_Named-object pointing records_

— START —

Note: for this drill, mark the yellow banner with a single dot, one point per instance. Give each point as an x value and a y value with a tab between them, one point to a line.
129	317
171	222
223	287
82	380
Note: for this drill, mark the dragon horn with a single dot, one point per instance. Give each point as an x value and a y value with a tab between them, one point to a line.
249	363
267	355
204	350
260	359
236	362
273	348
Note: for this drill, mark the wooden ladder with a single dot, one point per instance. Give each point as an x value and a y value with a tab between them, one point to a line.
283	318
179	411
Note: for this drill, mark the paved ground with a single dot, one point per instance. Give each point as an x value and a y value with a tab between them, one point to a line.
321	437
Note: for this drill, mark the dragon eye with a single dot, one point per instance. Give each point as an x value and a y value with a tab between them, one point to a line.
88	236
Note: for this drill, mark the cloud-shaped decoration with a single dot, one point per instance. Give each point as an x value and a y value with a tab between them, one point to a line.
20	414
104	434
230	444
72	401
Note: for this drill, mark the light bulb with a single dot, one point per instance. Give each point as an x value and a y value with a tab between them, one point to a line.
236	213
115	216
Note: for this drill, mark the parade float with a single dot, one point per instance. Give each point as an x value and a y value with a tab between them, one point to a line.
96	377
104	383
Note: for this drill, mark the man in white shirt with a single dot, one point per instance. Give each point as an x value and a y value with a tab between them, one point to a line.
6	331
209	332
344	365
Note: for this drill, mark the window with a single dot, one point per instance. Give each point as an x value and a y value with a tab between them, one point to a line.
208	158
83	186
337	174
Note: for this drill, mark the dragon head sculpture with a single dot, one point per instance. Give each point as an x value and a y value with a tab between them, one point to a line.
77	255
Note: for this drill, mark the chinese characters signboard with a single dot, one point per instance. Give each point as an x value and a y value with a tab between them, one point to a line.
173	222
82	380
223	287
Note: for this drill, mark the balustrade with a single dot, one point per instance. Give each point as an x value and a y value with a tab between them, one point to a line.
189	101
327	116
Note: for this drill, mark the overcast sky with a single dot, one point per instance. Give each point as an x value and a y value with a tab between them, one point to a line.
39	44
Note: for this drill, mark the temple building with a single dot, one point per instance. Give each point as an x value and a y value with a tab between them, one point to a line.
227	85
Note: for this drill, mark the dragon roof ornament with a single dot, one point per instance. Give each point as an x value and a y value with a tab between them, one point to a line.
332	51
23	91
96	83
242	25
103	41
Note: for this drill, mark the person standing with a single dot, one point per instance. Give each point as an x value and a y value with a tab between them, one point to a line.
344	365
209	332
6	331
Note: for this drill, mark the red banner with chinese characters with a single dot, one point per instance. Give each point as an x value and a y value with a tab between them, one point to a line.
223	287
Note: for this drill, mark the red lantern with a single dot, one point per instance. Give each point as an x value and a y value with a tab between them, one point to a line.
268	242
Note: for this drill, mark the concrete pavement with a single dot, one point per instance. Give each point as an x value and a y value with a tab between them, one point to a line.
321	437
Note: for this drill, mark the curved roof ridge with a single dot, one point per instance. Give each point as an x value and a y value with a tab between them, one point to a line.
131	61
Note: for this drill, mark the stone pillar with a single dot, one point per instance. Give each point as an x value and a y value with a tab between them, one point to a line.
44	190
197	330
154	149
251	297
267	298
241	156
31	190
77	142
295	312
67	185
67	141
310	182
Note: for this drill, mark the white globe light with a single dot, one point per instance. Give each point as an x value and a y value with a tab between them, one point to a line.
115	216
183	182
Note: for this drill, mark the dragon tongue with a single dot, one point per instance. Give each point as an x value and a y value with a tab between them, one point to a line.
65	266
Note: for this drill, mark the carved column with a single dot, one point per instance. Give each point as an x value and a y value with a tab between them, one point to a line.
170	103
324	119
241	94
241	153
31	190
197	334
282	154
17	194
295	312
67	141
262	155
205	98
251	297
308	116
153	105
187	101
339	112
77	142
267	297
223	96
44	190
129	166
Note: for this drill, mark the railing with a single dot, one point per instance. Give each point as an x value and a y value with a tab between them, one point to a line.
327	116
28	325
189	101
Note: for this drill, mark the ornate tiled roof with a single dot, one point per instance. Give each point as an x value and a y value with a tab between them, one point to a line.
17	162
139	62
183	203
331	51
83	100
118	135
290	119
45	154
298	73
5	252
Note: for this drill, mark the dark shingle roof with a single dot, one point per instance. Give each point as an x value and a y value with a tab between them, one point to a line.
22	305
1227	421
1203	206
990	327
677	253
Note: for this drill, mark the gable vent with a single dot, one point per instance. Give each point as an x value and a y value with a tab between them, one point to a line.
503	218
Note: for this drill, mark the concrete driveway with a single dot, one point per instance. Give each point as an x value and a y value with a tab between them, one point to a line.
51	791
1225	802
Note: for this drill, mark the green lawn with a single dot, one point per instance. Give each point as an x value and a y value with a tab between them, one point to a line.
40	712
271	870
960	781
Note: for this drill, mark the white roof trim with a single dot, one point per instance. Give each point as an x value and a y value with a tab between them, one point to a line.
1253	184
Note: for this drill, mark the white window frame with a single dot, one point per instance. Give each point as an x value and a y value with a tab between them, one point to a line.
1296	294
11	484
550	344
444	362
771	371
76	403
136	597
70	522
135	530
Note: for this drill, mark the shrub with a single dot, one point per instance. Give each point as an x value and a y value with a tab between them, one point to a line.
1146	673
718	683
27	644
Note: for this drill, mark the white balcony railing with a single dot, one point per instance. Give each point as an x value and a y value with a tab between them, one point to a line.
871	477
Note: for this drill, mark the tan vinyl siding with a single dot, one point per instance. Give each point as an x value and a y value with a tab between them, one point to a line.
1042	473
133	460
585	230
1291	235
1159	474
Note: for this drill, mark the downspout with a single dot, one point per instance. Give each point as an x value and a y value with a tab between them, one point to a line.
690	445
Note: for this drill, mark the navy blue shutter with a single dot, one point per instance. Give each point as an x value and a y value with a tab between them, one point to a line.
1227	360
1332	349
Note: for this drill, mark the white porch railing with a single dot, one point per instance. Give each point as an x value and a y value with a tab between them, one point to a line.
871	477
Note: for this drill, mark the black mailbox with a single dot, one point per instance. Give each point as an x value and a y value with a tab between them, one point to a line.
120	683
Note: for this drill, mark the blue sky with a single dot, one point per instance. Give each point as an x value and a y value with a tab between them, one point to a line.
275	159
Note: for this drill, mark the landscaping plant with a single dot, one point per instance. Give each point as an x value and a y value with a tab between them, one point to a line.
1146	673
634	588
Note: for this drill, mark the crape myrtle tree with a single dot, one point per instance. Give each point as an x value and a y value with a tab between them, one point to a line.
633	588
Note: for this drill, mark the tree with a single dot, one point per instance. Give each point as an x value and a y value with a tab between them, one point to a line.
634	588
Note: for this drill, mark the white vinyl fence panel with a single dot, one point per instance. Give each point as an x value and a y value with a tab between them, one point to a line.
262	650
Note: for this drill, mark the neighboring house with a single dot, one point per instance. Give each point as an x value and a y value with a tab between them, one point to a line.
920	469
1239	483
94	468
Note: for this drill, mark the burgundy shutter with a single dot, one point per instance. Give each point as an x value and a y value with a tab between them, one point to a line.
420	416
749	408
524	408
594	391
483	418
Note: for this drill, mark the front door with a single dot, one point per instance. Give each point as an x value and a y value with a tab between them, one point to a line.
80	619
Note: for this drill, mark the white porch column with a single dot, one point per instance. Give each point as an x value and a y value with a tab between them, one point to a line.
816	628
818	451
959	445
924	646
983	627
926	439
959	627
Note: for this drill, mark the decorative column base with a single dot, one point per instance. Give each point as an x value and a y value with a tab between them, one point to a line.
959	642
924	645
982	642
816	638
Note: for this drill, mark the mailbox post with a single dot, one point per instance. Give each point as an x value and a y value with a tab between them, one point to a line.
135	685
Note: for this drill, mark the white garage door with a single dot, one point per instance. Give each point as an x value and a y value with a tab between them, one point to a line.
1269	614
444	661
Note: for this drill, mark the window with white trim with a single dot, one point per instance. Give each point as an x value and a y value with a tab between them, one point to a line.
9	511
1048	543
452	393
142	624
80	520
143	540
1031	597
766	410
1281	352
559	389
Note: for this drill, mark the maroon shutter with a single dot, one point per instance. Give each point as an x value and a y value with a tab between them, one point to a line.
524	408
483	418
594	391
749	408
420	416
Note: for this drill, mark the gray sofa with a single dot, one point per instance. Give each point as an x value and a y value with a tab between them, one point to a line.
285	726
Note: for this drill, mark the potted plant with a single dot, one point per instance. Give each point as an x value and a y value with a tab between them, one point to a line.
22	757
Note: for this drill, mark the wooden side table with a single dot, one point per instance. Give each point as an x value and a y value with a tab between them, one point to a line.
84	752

— END —

_YOUR INSTRUCTIONS_
Locate "Note: for this drill, mark the mailbox" in the data above. Then repeat, exactly, its line and each line after it through the last, adding nothing.

_FINAL RESULT_
Note: for this drill, mark the mailbox post with a single dot, one point per instance. Give each point as an x value and a y value with a tab between them, one point to a line.
135	685
Note: for this drill, mark the white garage door with a single dot, one point per instance. Give each point as an x value and a y value with a tab between them, one point to a line.
1269	614
444	661
Note: for this drill, mark the window with white trim with a single dot, one point per instance. Give each point as an x value and a y value with a tab between them, one point to a line.
9	511
1048	543
452	393
142	624
80	520
143	540
1031	597
766	410
1281	352
559	389
Note: for this drill, mark the maroon shutter with a single dot, one point per instance. Give each point as an x value and a y value with a tab between them, one point to a line.
524	408
483	418
594	391
749	408
420	416
Note: for this drill, mark the gray sofa with a single dot, one point per instance. Give each point as an x value and a y value with a tab between them, one point to a line.
285	726
Note: for this drill, mark the potted plant with a single dot, one point per instance. Give each point as an x value and a y value with a tab between them, one point to a line.
22	757
Note: for this drill, mark the wooden side table with a single dot, one point per instance. Give each point as an x value and a y value with a tab between them, one point to a line.
84	752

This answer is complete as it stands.